● **Given text**
'''

Losing Linda

Wednesday, January 27, 2016

Published: 08/02/2015
"Losing a mother is like being on a ship that has lost its ballast and is now at the mercy of the deepest ocean and all it holds within. I bob around without a foundation to bring me back to the same balanced spot each time, a spot I just can't get right. Instead, I spend my time sideways, upside down, right-side up, sinking to the ocean floor and floating back up, taken on the current to places I have never been."
-Rachael Oakes-Ash, The Huffington Post


This is my life now. Three months ago it would've just been a terribly sad statement but now, it's me and it's not sad. It's tragic. In a time where you must either sink or swim, let's be honest, you really only have one choice. You swim, and swim, and swim and then you hope, you pray that someone is there to help you when you're just too tired to keep going.
You learn a lot, I'm sure, with any death but when it's your mother, when it's all you've had most days, you relearn everything. My mom did teach me a lot in such a short 22 years but her absence has taught me so much more than I ever bargained for.

'''

● **Information shown**

'''

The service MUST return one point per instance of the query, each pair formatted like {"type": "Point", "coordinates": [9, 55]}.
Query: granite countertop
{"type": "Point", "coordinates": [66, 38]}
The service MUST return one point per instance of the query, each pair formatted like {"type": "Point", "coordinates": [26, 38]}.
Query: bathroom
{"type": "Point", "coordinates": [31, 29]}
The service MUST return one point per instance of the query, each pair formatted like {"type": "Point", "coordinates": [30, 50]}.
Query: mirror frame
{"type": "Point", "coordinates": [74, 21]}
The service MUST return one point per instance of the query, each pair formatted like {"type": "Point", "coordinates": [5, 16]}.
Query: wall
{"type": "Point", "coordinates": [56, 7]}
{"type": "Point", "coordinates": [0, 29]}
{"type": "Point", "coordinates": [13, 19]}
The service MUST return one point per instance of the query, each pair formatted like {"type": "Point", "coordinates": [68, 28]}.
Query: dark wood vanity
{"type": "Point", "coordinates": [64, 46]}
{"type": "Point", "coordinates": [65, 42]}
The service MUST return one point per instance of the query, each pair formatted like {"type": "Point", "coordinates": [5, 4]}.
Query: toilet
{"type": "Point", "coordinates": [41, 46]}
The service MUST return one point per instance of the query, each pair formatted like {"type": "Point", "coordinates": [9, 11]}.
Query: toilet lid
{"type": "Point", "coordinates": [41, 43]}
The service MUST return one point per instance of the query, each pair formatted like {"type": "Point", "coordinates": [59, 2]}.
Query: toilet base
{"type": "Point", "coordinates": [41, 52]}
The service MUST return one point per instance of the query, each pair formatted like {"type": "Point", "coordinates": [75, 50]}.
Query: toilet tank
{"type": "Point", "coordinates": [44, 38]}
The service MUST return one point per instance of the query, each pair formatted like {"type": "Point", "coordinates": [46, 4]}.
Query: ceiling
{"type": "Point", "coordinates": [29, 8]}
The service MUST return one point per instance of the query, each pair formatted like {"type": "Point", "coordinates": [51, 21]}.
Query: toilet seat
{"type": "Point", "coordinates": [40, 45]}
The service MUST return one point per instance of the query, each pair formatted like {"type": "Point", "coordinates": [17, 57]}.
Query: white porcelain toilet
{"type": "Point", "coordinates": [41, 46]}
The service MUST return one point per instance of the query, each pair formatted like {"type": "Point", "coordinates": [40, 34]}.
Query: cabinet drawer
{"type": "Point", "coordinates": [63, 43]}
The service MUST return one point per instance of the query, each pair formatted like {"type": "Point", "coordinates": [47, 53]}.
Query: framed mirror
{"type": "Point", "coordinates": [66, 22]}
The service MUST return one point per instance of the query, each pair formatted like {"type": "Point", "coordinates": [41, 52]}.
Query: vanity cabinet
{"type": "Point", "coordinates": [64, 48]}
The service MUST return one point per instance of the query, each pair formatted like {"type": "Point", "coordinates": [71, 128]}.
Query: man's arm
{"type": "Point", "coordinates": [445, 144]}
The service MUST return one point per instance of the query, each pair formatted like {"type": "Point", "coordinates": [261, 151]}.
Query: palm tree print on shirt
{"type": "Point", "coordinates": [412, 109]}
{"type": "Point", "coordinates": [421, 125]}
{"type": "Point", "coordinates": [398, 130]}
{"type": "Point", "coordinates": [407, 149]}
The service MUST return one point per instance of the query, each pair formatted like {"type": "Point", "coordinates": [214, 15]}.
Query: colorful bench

'''

● **Exercise task**
Please copy the passage from the "Losing Linda" post word for word, from "Wednesday, January 27, 2016" to "to keep going.".

● **Finished task**
Wednesday, January 27, 2016

Published: 08/02/2015
"Losing a mother is like being on a ship that has lost its ballast and is now at the mercy of the deepest ocean and all it holds within. I bob around without a foundation to bring me back to the same balanced spot each time, a spot I just can't get right. Instead, I spend my time sideways, upside down, right-side up, sinking to the ocean floor and floating back up, taken on the current to places I have never been."
-Rachael Oakes-Ash, The Huffington Post


This is my life now. Three months ago it would've just been a terribly sad statement but now, it's me and it's not sad. It's tragic. In a time where you must either sink or swim, let's be honest, you really only have one choice. You swim, and swim, and swim and then you hope, you pray that someone is there to help you when you're just too tired to keep going.